Elasticsearch data loader

Here’s a TypeScript data loader that queries an Elasticsearch cluster.

import { csvFormat } from "d3-dsv";
import { esClient } from "./es_client.js";

interface AggsResponseFormat {
  logs_histogram: {
    buckets: Array<{
      key: number;
      key_as_string: string;
      doc_count: number;
      response_code: {
        buckets: Array<{ key: string; doc_count: number }>;
      };
    }>;
  };
}

interface LoaderOutputFormat {
  date: string;
  count: number;
  response_code: string;
}

const resp = await esClient.search<unknown, AggsResponseFormat>({
  index: "kibana_sample_data_logs",
  size: 0,
  aggs: {
    logs_histogram: {
      date_histogram: {
        field: "@timestamp",
        calendar_interval: "1d",
      },
      aggs: {
        response_code: {
          terms: {
            field: "response.keyword",
          },
        },
      },
    },
  },
});

process.stdout.write(
  csvFormat(
    // This transforms the nested response from Elasticsearch into a flat array.
    resp.aggregations!.logs_histogram.buckets.reduce<Array<LoaderOutputFormat>>(
      (p, c) => {
        p.push(
          ...c.response_code.buckets.map((d) => ({
            // Just keep the date from the full ISO string.
            date: c.key_as_string.split("T")[0],
            count: d.doc_count,
            response_code: d.key,
          })),
        );

        return p;
      },
      [],
    ),
  ),
);

The data loader uses a helper file, es_client.ts, which provides a wrapper on the @elastic/elasticsearch package. This reduces the amount of boilerplate you need to write to issue a query.

*Entries shown*.
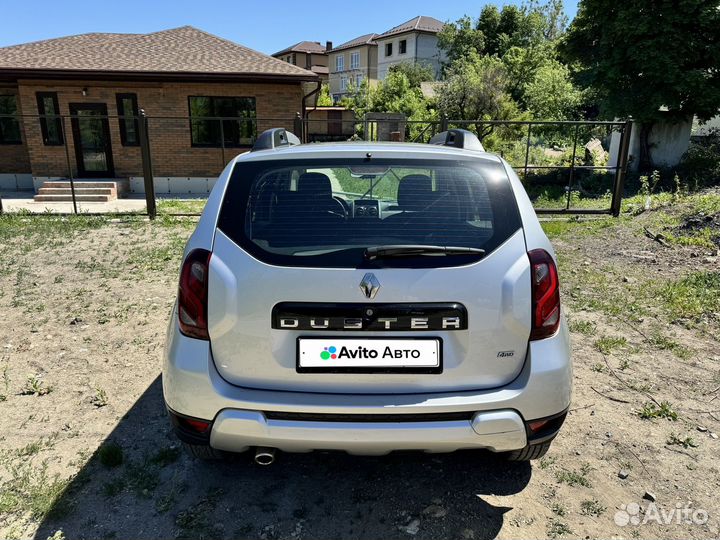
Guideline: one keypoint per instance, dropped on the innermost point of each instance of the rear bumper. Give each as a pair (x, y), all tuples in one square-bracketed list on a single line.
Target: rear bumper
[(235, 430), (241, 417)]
* * *
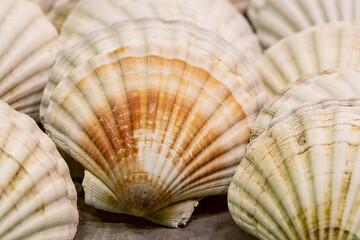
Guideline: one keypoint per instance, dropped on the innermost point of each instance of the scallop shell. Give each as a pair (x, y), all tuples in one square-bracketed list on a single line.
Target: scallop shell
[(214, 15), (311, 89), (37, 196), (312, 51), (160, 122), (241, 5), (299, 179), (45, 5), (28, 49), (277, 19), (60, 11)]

*Written exercise*.
Please answer from the Elasticsearch data loader text: what does the helper file es_client.ts provide?

*Written response*.
A wrapper on the @elastic/elasticsearch package.